• Directions
A - Set down, word for word, the part of the piece on great goalscorers that opens with the words containing "Pundits who subscribe" and closes with "of Great Goals.".
B - Supply the next part of the piece on great goalscorers and scorers of great goals, starting after its last sentence and leaving the data aside.

• Selection
Great Goalscorer and Scorer of Great Goals are designations given by pundits to players. Due to the two terms having primarily the same words but in a different order, idiots such as Alan Shearer , Mark Lawrenson and Alan Hansen believe their use constitutes a clever turn-of-phrase.
As such they use the terms quite often, whilst Lineker sighs and comfort-eats his way through one of those mixed sixes of Walkers Crisps.
Pundits who subscribe to the terms do so in seeming ignorance of the likelihood that there may be some correlation between the two (i.e - the kind of people who score a lot of goals are statistically-speaking, eventually going to score a couple of crackers) and fawn over a select group of players who are seen to be Great Goalscorers and Scorers of Great Goals.
A great goalscorer is simply a player who scores a lot of goals, generally applied to 'fox-in-the-box' type strikers such as Lineker himself, Kevin Phillips, horse-racing injury-magnet Michael Owen and perpetually-just-offside Italian Filippo Inzaghi. However, almost any striker with a goals:games ratios of 1:2 or better in one of the proper leagues (La Liga, Seria A, Premier League, Bundesliga) can be considered. For midfielders, the goals:games ratio threshold is generally lower.

• Records shown
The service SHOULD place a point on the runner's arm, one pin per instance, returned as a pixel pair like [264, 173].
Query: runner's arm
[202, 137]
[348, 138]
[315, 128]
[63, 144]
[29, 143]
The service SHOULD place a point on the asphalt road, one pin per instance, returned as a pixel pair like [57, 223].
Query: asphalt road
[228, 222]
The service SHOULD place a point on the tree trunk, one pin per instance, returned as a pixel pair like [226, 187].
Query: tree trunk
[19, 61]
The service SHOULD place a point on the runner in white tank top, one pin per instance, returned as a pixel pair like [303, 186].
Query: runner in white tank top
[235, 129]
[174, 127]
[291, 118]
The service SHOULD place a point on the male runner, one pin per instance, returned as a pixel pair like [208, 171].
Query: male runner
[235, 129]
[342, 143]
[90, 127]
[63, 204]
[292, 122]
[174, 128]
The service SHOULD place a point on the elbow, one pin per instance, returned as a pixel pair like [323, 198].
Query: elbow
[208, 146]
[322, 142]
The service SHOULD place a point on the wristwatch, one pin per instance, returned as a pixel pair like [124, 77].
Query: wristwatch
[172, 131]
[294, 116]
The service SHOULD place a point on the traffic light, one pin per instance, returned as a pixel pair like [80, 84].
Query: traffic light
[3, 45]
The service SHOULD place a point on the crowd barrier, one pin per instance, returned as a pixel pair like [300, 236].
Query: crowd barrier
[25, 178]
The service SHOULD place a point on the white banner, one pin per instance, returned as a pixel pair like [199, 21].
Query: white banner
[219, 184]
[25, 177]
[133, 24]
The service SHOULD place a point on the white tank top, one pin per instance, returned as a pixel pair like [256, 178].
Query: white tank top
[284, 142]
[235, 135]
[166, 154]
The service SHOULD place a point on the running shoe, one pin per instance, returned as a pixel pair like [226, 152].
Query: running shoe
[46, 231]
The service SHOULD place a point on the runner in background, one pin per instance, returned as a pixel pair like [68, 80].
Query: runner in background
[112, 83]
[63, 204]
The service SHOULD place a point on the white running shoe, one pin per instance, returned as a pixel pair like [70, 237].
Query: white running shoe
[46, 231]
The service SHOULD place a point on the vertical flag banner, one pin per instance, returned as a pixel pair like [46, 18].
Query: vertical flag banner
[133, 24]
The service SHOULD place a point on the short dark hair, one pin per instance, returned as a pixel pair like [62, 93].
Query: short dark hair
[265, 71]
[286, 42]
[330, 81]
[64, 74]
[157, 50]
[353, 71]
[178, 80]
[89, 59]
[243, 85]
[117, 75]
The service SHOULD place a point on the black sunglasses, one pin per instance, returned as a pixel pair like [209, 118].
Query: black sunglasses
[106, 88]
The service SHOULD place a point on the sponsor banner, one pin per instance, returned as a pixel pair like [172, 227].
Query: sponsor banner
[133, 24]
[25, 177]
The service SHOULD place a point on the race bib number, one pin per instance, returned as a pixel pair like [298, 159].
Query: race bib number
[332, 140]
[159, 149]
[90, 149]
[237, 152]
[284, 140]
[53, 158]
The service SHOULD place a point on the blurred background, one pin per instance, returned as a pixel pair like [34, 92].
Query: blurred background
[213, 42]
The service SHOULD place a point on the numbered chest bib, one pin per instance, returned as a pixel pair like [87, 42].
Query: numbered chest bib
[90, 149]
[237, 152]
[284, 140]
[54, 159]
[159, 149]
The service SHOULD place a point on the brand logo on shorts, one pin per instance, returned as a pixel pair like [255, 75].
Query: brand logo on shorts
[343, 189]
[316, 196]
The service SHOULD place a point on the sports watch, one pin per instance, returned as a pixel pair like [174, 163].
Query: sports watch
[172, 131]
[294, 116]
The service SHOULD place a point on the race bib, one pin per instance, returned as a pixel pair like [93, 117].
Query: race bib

• Answer set
A -
Pundits who subscribe to the terms do so in seeming ignorance of the likelihood that there may be some correlation between the two (i.e - the kind of people who score a lot of goals are statistically-speaking, eventually going to score a couple of crackers) and fawn over a select group of players who are seen to be Great Goalscorers and Scorers of Great Goals.

B -
Scorers of Great Goals
A Scorer of Great Goals is a label applied to anyone who has scored enough ridiculous goals for them to definitely not have all been flukes. Any BBC Goal of the Season compilation from the lower leagues of English football is proof that dire players can score great goals. To be considered a scorer of great goals one must therefore have a level of consistency, scoring quite a few great goals over the course of your career. Examples include Dennis Bergkamp Gianfranco Zola, Zinedine Zidane and David Beckham who, whilst having not scored enough to be considered particularly prolific, made a particular effort to make every goal they did score an absolute peach.
Players such as Roberto Carlos, who occasionally scored an absolutely insane goal but largely ended up blasting the ball into Row Z, do not qualify.
Great Goalscorers and Scorers of Great Goals
The initial discovery that a player could simultaneously be a Great Goalscorer and a Scorer of Great Goals is thought to have occured during a discussion between Gary Lineker, Mark Lawrenson and Alan Hansen about Matt Le Tissier , captured after the filming of Match of the Day.
On hearing host Gary Lineker speak the name, Hansen was heard to say 'Great goalscorer'. After a second of consideration, Lawrenson weighed into the debate, adding with a little smirk: 'AND...a scorer of great goals'. Since then the pair have used the term approximately 36 times a programme in reference to a variety of players, both correctly and incorrectly.
Players incorrectly touted as Great Goalscorers and Scorers of Great Goals
- Frank Lampard - Lampard has scored a lot of goals, and many of them have been from 20+ yards. However, the majority of these goals were as a result of an array of bizarre deflections and most of the rest were penalties.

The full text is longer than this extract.